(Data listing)

======

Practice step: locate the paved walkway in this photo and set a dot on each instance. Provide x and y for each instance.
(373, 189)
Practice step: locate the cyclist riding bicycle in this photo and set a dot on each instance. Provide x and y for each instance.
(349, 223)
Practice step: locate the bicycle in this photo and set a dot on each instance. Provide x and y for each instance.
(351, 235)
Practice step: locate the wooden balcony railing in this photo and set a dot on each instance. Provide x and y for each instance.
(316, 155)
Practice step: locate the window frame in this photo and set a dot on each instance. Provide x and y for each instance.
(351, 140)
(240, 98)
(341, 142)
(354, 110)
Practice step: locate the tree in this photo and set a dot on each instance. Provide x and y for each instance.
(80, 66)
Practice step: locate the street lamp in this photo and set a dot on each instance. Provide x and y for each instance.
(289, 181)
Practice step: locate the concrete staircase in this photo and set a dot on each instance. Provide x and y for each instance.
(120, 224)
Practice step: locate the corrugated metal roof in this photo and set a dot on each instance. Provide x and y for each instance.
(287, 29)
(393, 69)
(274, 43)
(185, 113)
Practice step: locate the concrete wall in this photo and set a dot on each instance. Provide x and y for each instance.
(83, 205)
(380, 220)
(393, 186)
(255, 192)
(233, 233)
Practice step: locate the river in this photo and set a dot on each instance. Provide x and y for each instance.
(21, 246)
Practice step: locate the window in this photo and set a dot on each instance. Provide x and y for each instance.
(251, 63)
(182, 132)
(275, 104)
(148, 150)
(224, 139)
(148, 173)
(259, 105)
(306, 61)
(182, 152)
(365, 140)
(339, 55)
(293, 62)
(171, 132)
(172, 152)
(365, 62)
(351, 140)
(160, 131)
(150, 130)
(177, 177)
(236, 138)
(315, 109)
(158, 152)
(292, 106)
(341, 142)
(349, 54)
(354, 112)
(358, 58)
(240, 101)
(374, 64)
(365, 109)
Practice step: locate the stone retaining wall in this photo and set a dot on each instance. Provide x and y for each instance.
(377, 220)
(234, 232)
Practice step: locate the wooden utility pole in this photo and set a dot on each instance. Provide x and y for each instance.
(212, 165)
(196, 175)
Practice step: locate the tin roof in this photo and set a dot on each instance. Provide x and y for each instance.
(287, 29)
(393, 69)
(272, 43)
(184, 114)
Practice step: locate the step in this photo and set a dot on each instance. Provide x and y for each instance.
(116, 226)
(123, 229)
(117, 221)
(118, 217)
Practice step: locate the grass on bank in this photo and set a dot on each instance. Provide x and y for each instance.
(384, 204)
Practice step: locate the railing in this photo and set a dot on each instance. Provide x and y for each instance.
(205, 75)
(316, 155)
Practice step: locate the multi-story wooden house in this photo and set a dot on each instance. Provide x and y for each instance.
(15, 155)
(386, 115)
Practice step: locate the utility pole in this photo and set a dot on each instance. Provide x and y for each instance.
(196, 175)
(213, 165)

======

#### [Aim]
Each line of the listing should be echoed back exactly.

#### [Exercise answer]
Practice step: locate the paved walkway in this photo and set a dot on each instance. Provide x and y for each instance.
(373, 189)
Practice step: locate the cyclist riding bicycle in this photo and set a dot on each instance. Provide x and y for each instance.
(349, 223)
Practice step: locate the bicycle in this photo and set a dot on each instance. Provide x and y for each instance.
(351, 235)
Practice step: locate the wooden balcony railing in this photo and set a dot on each instance. Provide x and y for each instance.
(316, 155)
Practice step: locate the window frame in this photo and set a dot on each instance. Provide x and y for each instance.
(351, 140)
(240, 98)
(341, 142)
(354, 110)
Practice step: locate the tree in this photo and set a dot on each instance. Provide x and y for each instance.
(80, 66)
Practice step: locate the street lamp in this photo and set a dot on each instance. Provide x and y for each instance.
(289, 181)
Practice step: locate the concrete staircase in this photo and set a dot on each instance. Provide x and y for each instance.
(120, 224)
Practice step: locate the corrugated metal roof in this photo and set a dot on each instance. Provide x and y for each instance.
(287, 29)
(393, 69)
(274, 43)
(185, 113)
Practice step: locate the concrete wall in this photo and set a dot on each instance. Provide x and y for each instance.
(83, 205)
(380, 220)
(393, 186)
(255, 192)
(233, 233)
Practice step: locate the river in this photo and set a dot on each instance. Provide x and y for each instance.
(21, 246)
Practice step: locate the window in this photo and set a dot on each instance. Provide x and y for each instance.
(251, 63)
(182, 132)
(275, 104)
(148, 150)
(224, 139)
(148, 173)
(259, 105)
(306, 61)
(182, 152)
(365, 140)
(339, 55)
(293, 62)
(171, 132)
(172, 152)
(365, 62)
(351, 140)
(160, 131)
(150, 130)
(177, 177)
(236, 138)
(315, 109)
(158, 152)
(292, 106)
(341, 142)
(349, 54)
(354, 112)
(358, 58)
(240, 101)
(374, 64)
(365, 109)
Practice step: locate the stone retaining wall in this photo and set a dot on each instance. Provide x and y for each instance.
(377, 220)
(234, 232)
Practice step: locate the wooden utility pole in this photo and set a dot on each instance. Provide x and y for each instance.
(212, 165)
(196, 175)
Practice step: locate the tin roof in this photo and set a dot on each instance. Provide x and y for each instance.
(287, 29)
(393, 69)
(272, 43)
(184, 114)
Practice step: locate the step in this photo and set a dot on each instance. Provide x and y for each instance.
(116, 226)
(123, 229)
(117, 221)
(118, 217)
Practice step: locate the grass on bank in this photo and set a dot on each instance. Provide x and y for each instance.
(384, 204)
Practice step: locate the railing in this photo and set a dot on each instance. Provide x and y for each instance.
(205, 75)
(316, 155)
Practice step: locate the multi-story wooden house in this photo and set a dot on each instance. Provide x and y for each instance.
(15, 155)
(386, 115)
Practice step: locate the utility pole in this photo and set a dot on each instance. Provide x and y for each instance.
(196, 175)
(213, 165)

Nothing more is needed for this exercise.